### Quoted passage:
══════

# "Deep Contemplation" for string orchestra. Live performance



## Mantas Savickis

Hi everyone!

Now I would like to show you my final bachelor's piece called "Deep Contemplation" composed in 2010. It was performed by St. Christopher Chamber Orchestra. I hope you will find free 13 minutes to listen  Please say a few words :tiphat:

Regards
Mantas Savickis


----------



## Sanctus Petrus

I think no one of those who had to judge this piece ever doubted to attribute your degree.
In fact I doubt if any of them are capable of writing such coherent, musical, and expressive stuff, in a modern language, though always pleasing and accessible for almost any1.


----------



## Saul_Dzorelashvili

*A general thought about this piece:*

Extremely mysterious start a prelude to something great, I was visualizing some kind of remote location in an American natural landscape where native Americans sit down and contemplate their natural surrounding, almost sounding like meditation. So in that aspect its a wonderful achievement.

*A more detailed impression on the piece:*

I thought that the piece lags behind and things just don't pick up or evolve quick enough, and that generates boredom.

*Opinion to remedy this :*

Try to get more agitation, or conflict within the piece, preferably early in the piece, that can be achieved by more colorful modulation and harmony.

Regards,

Saul


----------



## Jean Christophe Paré

Don't be so impatient, Saul.


----------



## Rasa

A lovely work. You are truly a composer.



Saul_Dzorelashvili said:


> Try to get more agitation, or conflict within the piece, preferably early in the piece, that can be achieved by more colorful modulation and harmony.


More modulation and harmony in a piece that isn't written harmonically?


----------



## Sanctus Petrus

Saul_Dzorelashvili said:


> *A general thought about this piece:*
> 
> Extremely mysterious start a prelude to something great, I was visualizing some kind of remote location in an American natural landscape where native Americans sit down and contemplate their natural surrounding, almost sounding like meditation. So in that aspect its a wonderful achievement.

══════

### Data drawn from a collection:
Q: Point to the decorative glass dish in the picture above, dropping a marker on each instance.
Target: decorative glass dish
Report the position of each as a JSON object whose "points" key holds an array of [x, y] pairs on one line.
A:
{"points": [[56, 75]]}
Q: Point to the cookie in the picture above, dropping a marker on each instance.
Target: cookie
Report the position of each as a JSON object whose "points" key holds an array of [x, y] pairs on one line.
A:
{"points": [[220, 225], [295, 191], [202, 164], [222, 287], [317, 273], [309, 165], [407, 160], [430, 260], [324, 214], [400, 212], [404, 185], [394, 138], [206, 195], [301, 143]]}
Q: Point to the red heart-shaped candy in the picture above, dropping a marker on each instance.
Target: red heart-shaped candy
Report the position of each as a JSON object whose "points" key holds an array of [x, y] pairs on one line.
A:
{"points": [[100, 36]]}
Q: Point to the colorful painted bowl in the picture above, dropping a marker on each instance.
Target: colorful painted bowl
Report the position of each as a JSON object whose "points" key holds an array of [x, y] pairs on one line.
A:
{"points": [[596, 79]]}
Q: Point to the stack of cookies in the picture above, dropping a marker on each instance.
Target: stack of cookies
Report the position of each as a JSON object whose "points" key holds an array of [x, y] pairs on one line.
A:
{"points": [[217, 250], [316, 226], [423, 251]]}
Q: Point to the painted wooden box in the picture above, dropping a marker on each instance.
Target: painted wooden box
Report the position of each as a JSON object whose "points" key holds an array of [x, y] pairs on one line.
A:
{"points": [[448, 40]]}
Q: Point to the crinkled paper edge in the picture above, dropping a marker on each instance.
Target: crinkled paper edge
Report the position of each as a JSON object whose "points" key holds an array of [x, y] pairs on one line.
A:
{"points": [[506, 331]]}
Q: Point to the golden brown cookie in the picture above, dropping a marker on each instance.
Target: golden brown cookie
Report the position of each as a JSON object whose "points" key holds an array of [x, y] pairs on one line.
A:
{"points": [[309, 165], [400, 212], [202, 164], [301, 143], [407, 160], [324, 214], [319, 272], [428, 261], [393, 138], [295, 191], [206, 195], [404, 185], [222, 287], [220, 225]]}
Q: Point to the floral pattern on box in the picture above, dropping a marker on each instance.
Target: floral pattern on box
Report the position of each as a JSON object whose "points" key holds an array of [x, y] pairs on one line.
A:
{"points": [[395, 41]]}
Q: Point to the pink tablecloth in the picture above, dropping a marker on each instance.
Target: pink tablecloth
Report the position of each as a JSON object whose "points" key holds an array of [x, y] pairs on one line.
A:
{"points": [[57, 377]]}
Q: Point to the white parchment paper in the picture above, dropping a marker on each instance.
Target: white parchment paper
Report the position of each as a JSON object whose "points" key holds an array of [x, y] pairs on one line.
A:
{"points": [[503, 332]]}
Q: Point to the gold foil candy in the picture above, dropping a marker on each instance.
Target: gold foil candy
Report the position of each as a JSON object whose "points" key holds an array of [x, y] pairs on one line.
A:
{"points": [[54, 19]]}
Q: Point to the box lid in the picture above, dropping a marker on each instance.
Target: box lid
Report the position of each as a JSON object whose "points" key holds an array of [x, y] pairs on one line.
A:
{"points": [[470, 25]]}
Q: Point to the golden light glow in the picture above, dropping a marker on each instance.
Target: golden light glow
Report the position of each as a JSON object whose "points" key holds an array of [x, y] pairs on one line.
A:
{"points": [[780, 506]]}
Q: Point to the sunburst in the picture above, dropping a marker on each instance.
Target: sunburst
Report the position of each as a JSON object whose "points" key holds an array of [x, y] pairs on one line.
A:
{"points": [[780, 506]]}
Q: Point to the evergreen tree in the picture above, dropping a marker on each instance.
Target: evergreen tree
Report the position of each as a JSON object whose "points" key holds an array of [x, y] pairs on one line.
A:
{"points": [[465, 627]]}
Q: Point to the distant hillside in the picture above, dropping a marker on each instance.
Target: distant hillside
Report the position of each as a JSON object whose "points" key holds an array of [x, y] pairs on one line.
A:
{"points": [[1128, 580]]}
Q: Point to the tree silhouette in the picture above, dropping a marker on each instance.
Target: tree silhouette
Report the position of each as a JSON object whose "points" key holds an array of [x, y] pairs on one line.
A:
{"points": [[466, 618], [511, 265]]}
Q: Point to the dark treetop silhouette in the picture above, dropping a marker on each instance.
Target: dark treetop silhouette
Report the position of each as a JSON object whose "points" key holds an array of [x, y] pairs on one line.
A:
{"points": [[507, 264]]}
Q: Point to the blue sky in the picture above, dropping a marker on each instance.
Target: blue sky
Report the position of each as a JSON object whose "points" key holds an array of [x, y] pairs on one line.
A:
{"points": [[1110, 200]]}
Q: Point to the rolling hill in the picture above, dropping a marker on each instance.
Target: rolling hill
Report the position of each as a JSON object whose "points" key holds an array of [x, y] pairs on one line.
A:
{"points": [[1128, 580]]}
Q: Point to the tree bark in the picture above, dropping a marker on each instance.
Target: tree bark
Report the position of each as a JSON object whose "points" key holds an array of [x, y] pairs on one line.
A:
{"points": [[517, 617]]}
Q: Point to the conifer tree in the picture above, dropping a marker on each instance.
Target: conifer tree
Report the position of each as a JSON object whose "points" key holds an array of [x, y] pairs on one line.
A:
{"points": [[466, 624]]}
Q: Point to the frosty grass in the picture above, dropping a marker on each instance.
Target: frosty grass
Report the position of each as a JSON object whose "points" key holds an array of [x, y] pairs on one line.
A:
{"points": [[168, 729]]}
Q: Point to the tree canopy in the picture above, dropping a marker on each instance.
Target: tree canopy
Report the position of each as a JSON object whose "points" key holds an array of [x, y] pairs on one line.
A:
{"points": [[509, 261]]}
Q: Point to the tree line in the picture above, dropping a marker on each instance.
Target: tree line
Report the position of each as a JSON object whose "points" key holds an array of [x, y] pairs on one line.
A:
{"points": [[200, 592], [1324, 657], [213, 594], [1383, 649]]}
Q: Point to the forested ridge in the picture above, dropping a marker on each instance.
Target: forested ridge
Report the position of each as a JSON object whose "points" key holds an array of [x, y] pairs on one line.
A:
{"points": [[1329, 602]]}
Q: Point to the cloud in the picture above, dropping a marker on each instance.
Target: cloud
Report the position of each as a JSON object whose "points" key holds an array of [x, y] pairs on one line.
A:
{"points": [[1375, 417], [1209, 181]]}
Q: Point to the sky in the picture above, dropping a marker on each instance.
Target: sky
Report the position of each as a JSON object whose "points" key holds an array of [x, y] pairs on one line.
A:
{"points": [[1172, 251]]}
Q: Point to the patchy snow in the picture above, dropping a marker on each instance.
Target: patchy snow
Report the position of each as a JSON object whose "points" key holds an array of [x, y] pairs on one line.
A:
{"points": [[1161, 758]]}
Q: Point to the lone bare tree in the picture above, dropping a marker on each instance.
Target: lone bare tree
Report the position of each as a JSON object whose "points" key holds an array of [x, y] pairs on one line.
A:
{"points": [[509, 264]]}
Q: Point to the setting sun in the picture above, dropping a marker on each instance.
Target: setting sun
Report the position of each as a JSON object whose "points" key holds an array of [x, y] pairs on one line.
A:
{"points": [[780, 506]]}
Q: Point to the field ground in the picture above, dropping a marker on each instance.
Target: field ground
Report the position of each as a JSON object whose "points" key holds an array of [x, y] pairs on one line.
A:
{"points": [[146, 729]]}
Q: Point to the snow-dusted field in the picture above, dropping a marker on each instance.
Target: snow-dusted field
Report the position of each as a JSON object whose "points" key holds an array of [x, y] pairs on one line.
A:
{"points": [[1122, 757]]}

══════

### Set of tasks:
a. Write out the passage of the forum thread on "Deep Contemplation," everything from "A lovely work." down to "isn't written harmonically?".
b. Select each line of the listing that contains the word "stack", and copy those lines.

### Completed exercise:
a.
A lovely work. You are truly a composer.



Saul_Dzorelashvili said:


> Try to get more agitation, or conflict within the piece, preferably early in the piece, that can be achieved by more colorful modulation and harmony.


More modulation and harmony in a piece that isn't written harmonically?

b.
Q: Point to the stack of cookies in the picture above, dropping a marker on each instance.
Target: stack of cookies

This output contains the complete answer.